A CCCC 2011 Proposal idea and Preparing for Exile

Published by Steve Krause under Academia,EMU,Scholarship

Alex had a post on his blog yesterday about academic workspaces that got me to thinking about both the CCCCs for 2011 and the impending vacating of Pray-Harrold that is about to happen. (BTW, Alex:  what’s that thing to the right of your laptop?  And why don’t you put up a poster or something in there?)

Pray-Harrold is the building where my department (English Language and Literature) is located.  It is by far the largest building on campus, seven stories of lecture halls, classrooms, and offices.  Something like 500-700 faculty and staff have offices in there, and around 10,000 students are in and out of the building every day.  This explains one of the somewhat unusual quirks of working in this department: while faculty at most universities routinely teach in different buildings, almost all of my department’s classes have been taught in Pray-Harrold for the last forty years.  I have very senior colleagues who have never taught anywhere else on campus.
* * *
▶ EXERCISE TASK 1
List the categories the blog post is published under.
▶ EXERCISE TASK 2
In the listing, take the lines from the one with "Study the picture above. For each instance of the large" through the end of the listing and write them out again with "reflection" replaced by "mirror image" and nothing else altered. Leave out the pictures.

▶ MATERIAL
* * *
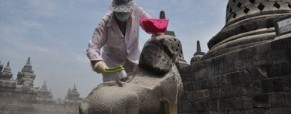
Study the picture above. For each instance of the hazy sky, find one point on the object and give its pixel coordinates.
(55, 34)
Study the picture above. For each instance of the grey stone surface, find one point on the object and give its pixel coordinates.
(154, 89)
(247, 69)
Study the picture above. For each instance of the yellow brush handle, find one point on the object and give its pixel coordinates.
(114, 69)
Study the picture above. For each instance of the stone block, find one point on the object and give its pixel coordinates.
(200, 95)
(224, 104)
(277, 56)
(188, 86)
(287, 83)
(200, 84)
(186, 107)
(262, 49)
(261, 101)
(200, 106)
(247, 53)
(244, 63)
(277, 99)
(267, 86)
(240, 103)
(279, 44)
(277, 84)
(213, 105)
(260, 59)
(226, 92)
(280, 69)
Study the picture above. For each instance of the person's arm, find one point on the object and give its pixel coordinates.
(98, 40)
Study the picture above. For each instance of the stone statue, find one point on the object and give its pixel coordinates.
(153, 89)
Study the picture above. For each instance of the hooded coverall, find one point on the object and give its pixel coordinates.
(117, 49)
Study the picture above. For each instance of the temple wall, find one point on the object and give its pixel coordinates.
(252, 80)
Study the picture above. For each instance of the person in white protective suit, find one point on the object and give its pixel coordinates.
(118, 35)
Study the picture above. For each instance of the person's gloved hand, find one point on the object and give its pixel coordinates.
(99, 67)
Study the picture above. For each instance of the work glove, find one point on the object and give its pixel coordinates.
(99, 67)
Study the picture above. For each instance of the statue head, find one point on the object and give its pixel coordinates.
(158, 56)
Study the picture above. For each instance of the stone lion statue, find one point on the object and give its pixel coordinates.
(153, 89)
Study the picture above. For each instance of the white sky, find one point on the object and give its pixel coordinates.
(55, 34)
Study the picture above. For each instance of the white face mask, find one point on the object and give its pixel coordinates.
(122, 16)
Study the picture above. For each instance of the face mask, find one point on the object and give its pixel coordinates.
(122, 16)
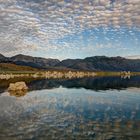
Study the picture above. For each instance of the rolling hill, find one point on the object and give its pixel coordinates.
(95, 63)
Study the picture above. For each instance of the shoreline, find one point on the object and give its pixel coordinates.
(61, 74)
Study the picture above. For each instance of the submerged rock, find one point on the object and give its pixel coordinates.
(18, 86)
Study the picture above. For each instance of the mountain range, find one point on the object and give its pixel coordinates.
(95, 63)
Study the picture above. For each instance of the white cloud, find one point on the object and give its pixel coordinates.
(49, 20)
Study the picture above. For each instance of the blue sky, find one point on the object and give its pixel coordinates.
(70, 28)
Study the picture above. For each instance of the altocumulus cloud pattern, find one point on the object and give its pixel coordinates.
(70, 28)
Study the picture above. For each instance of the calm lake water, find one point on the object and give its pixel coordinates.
(100, 108)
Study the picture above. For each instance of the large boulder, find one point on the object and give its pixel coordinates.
(18, 86)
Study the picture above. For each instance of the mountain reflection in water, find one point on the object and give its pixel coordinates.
(96, 83)
(65, 109)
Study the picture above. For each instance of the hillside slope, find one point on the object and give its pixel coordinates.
(96, 63)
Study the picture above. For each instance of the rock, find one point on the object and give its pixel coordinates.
(18, 86)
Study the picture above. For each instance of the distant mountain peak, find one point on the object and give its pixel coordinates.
(93, 63)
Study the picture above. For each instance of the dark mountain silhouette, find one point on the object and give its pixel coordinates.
(96, 63)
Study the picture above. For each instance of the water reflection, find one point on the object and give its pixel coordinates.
(63, 113)
(96, 83)
(65, 109)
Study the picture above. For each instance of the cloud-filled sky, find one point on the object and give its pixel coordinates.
(70, 28)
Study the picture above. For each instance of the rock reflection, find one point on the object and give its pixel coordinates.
(18, 93)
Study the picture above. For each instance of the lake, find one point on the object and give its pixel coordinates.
(100, 108)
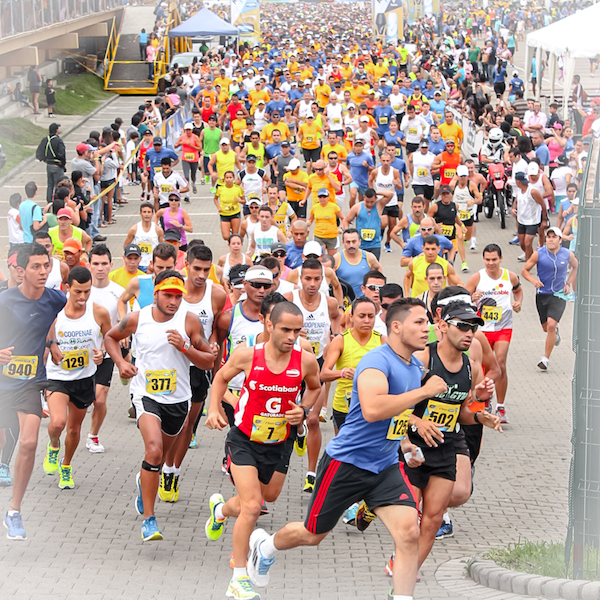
* * *
▶ TASK OUTPUT 1
Academia, EMU, Scholarship

▶ TASK OUTPUT 2
Study the picture above. For each instance of the large boulder, find one point on the object and give its pixel coordinates.
(18, 86)
Study the picture above. For each instance of the mountain mirror image in water, find one point on the object and give its pixel coordinates.
(96, 83)
(65, 109)
Study the picture above. For each instance of the hillside slope, find one point on the object and give its pixel coordinates.
(96, 63)
Study the picture above. For each instance of the rock, find one point on the object and give its pixel coordinates.
(18, 86)
Study the picture above. For each instance of the distant mountain peak, find one point on the object and give its pixel coordinates.
(93, 63)
Study the picture above. For each instance of the dark mountain silhouette, find one point on the object and give its pixel coordinates.
(96, 63)
Study the picture above. For each instance of the water mirror image, find one point on the object and give its pixel coordinates.
(63, 113)
(96, 83)
(65, 109)
Study the picture above. For each instance of the cloud-filled sky, find one point on the object and give its pixel coordinates.
(70, 28)
Study the picture above. For each instance of the rock mirror image, find one point on the object and give its pixel coordinates.
(18, 93)
Study the picture above. For each instance of the lake, find one point on the object and give its pixel coordinates.
(100, 108)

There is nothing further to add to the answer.